# [Your objective]
Sift through the material below and return the lines with "instance".

+ + +

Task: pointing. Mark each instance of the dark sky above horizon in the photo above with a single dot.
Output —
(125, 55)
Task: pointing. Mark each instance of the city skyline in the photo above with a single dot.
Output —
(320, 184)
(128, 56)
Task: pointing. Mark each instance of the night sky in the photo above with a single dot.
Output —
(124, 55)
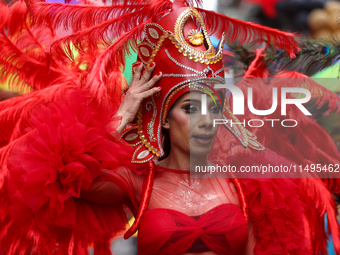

+ + +

# [Result]
Task: pointing. Mark each instance of the dark sky above horizon in the photo above with a single dot.
Task: pointing. Mark each instance of the city skyline in the photo above with a single dot.
Task: pointing. Mark each instance of the night sky in the photo above with a single dot.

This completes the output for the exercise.